[Document start]

OK guys. I tried the buildup of the front mag lug/tab, and I also rolled some 100 grit on a pencil to angle up, and thin out the feed lips. I used Home Depot epoxy putty mixed with aluminum filings as an aggregate for strength (but you still have to hard smear some "pure" putty on the roughed-up surfaces in question tom strike up a bond).

 

After letting the putty cure for about 24 good hours, (it's allegedly a 10 minute putty), I tried the mags by hand racking a mag through the gun. TOO F***ING COOL! total flawless feed! The putty on one mag was not cured enough, or just plain not strong enough (that's more likely), but even though some chipped off, the mag STILL fed without a hiccup!

 

The point is that I believe I have beaten the Orlite challenge. I believe that the attachment of three or four small pointed screws under the front lug/tab, OR some of the mag's own plastic from another part of the mag that has been melted and "welded" onto the lug bottom, WILL WORK FLAWLESSLY--or so it seems from the data I have thus far. Woo Hoo!!

 

Instead of using putty you should use JB Weld. That stuff is amazing. I'm working on some Orlites myself that will feed without any mod to the trunion. I'm using the "screw in the mag" mod. I can hand cycle a full magazine. Gonna go try it out with live rounds tomorrow probably. I'm gonna use some JB weld to fix the back of the mag so that it doesn't rock up and down. Will post pics when I get them all done and gotten a test run done on them.

 

Clearly, you have never used J&B on the Galil, front lug to make it work in a Saiga .223. Guess again.

[Document end]

**Given exercise 1:** Translate this sentence from the post about magazine fixes into Spanish: "Instead of using putty you should use JB Weld."
The post and the listing after it have nothing to do with each other.

[Raw records start]

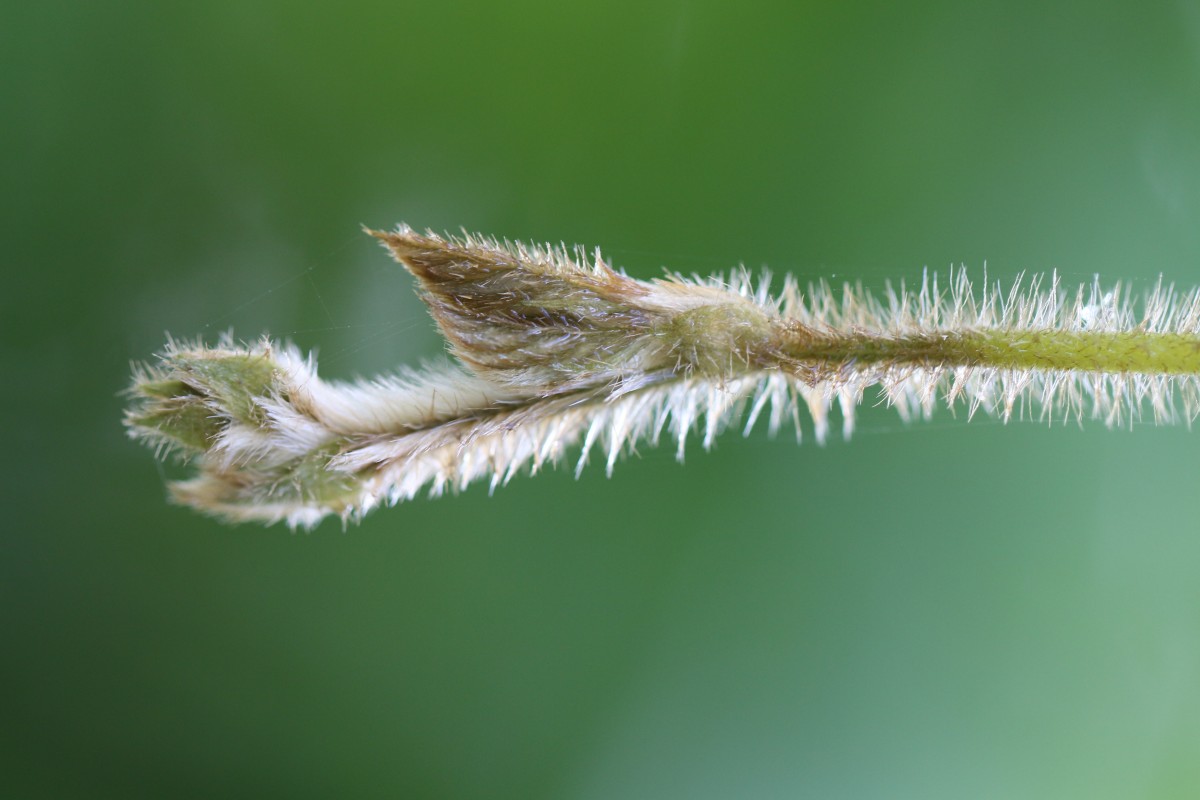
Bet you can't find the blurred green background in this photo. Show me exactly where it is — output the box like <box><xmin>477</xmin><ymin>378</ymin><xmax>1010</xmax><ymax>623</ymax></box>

[Raw records end]
[Raw records start]

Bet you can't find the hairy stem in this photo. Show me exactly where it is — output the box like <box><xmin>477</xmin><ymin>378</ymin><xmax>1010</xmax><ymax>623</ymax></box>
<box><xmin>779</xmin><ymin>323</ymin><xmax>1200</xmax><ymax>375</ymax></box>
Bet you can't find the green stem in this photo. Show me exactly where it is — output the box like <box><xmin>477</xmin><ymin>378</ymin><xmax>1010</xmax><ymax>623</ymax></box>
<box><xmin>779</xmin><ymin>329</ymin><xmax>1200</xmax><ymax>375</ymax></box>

[Raw records end]

**Given exercise 2:** Pick out each line of the listing that contains the word "Show".

**Final answer 1:** En lugar de usar masilla, deberías usar JB Weld.

**Final answer 2:**
Bet you can't find the blurred green background in this photo. Show me exactly where it is — output the box like <box><xmin>477</xmin><ymin>378</ymin><xmax>1010</xmax><ymax>623</ymax></box>
Bet you can't find the hairy stem in this photo. Show me exactly where it is — output the box like <box><xmin>477</xmin><ymin>378</ymin><xmax>1010</xmax><ymax>623</ymax></box>
Bet you can't find the green stem in this photo. Show me exactly where it is — output the box like <box><xmin>477</xmin><ymin>378</ymin><xmax>1010</xmax><ymax>623</ymax></box>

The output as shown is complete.